*Text to read*.
====

On this page
- Program of Study
- Independent Study
- Individual Enrollment
- Continuation Fee
- Graduate Course Scheduling
- Grading System
- Transfer Credits
- Course Audits
- Enrollment Status (Half-Time, Full-Time, Overload)
- Course Add, Drop, and Withdrawal Policy
- Course Refund Schedule
- Graduate Capstone
- Graduate Internship or Practicum
- Graduate Program Completion and Degree Conferral
All graduate students are required to have a written program of study on file at the College of Graduate Studies within the first term after acceptance. The program of study must be approved and signed by the student, his or her advisor, and the associate vice president for the College of Graduate Studies. The program of study specifies each course comprising a graduate program concentration and the term or year in which the course is likely to be taken. Changes to the program of study may be made only with the advisor’s and the associate vice president’s approval. Program of study forms are available from the advisor and the College of Graduate Studies. The associate vice president for the College of Graduate Studies oversees all programs of study.

====

*Objective 1*. Copy the graduate policy text word for word, from "On this page" up to and including "(Half-Time, Full-Time, Overload)".
*Objective 2*. According to the graduate policy text, by when must a graduate student's written program of study be on file at the College of Graduate Studies?
*Objective 3*. Continue the graduate policy text from its final sentence.

====

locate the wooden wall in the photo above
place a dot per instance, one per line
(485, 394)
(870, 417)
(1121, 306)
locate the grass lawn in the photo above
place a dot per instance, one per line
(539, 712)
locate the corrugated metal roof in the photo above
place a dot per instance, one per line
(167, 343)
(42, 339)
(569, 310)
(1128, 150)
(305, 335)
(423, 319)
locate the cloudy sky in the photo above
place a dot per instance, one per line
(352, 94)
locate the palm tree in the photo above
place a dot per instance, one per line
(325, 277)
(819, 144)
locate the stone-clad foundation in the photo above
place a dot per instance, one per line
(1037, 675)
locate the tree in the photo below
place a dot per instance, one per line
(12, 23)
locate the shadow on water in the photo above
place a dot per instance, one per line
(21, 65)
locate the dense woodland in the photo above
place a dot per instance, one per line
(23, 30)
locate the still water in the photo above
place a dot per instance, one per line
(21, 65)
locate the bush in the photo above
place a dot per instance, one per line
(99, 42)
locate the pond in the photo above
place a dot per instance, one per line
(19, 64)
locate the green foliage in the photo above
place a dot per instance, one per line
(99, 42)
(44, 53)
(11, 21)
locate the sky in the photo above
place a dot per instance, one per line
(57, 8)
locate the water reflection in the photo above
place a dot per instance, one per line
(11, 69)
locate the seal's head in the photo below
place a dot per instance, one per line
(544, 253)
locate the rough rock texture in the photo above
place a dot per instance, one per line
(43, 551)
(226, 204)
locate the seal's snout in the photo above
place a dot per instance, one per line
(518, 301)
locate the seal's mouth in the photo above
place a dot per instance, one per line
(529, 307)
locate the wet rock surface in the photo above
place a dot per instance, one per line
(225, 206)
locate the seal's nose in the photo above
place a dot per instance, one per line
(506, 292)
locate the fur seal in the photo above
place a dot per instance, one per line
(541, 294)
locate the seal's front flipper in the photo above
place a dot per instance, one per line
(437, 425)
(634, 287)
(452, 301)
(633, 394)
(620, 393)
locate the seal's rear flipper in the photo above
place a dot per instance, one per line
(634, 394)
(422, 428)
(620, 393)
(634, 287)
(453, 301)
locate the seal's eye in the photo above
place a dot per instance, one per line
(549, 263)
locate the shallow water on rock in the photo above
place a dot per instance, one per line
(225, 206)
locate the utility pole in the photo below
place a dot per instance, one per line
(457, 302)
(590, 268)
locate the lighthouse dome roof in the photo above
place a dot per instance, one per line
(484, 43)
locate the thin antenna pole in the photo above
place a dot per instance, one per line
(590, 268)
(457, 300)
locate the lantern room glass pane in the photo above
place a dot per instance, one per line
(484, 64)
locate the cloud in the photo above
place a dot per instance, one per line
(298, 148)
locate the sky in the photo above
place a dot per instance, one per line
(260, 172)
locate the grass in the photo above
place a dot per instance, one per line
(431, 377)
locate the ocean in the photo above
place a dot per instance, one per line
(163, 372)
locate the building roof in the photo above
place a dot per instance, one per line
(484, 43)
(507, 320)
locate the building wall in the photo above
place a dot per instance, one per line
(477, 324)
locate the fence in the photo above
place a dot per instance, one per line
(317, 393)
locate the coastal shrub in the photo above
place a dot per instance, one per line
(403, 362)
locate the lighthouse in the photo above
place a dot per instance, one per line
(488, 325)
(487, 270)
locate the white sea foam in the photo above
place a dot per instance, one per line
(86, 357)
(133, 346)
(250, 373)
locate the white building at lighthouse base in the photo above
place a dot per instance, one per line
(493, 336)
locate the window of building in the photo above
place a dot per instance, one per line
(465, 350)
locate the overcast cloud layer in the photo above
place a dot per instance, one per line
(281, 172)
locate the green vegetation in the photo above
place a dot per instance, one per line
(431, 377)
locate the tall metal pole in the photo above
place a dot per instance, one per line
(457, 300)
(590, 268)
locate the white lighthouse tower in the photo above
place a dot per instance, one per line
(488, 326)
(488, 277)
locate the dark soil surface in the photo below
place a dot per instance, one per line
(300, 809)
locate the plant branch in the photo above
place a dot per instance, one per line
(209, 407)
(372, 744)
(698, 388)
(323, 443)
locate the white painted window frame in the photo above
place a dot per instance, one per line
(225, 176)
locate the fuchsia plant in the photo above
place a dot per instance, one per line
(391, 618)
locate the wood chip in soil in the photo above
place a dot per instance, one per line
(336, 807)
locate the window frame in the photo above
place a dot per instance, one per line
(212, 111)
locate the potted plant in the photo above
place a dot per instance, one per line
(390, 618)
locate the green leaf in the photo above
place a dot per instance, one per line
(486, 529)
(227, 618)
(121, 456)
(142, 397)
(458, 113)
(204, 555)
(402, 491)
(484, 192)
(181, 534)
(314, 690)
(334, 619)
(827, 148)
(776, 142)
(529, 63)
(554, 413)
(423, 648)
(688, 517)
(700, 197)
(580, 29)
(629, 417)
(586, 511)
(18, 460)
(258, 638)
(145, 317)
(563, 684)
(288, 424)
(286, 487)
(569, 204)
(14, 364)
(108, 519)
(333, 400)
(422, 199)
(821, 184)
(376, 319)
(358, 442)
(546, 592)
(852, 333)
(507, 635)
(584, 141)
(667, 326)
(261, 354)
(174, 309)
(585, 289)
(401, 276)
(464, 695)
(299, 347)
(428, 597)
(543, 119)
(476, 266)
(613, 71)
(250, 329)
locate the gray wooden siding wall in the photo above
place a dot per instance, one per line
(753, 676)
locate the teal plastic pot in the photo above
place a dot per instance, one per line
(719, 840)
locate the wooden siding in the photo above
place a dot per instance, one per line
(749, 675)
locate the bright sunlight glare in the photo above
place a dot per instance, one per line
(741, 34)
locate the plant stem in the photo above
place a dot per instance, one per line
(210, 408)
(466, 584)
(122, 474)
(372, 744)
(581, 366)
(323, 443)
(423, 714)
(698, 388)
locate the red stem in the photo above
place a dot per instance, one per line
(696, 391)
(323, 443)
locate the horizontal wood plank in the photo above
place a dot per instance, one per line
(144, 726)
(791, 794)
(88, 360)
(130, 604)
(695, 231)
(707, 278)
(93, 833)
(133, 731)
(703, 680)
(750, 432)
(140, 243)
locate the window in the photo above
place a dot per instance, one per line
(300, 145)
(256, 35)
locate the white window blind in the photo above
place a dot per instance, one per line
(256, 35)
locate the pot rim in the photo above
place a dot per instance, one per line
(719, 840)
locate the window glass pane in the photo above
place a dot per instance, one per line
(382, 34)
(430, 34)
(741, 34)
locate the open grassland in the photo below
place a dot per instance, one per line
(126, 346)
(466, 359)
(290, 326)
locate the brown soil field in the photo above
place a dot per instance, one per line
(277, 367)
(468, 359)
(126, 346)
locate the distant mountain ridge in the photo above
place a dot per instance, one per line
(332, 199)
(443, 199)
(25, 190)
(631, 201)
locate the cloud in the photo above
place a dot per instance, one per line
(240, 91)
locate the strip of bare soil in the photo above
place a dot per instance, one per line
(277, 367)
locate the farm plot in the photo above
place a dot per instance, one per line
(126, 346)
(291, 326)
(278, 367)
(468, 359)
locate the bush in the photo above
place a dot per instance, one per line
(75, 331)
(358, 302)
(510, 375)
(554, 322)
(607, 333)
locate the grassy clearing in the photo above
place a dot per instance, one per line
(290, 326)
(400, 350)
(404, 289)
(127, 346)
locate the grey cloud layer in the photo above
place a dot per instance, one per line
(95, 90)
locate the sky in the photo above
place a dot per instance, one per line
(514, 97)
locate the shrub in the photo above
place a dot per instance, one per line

====

*Exercise output 1*.
On this page
- Program of Study
- Independent Study
- Individual Enrollment
- Continuation Fee
- Graduate Course Scheduling
- Grading System
- Transfer Credits
- Course Audits
- Enrollment Status (Half-Time, Full-Time, Overload)

*Exercise output 2*. Within the first term after acceptance.

*Exercise output 3*.
An independent study is a special, individualized project of one to three graduate credits. The study must cover material not found in regularly offered courses. It requires a contract between the student and instructor specifying the project to be accomplished. The completed Graduate Independent Study form must be submitted with the signed registration form. Independent studies are only available to admitted graduate students.
If extenuating circumstances exist, students may be permitted to register for an individual enrollment. This option only applies to required courses on the student’s approved program of study. To register, an Application for Individual Enrollment must be completed and submitted with the registration form.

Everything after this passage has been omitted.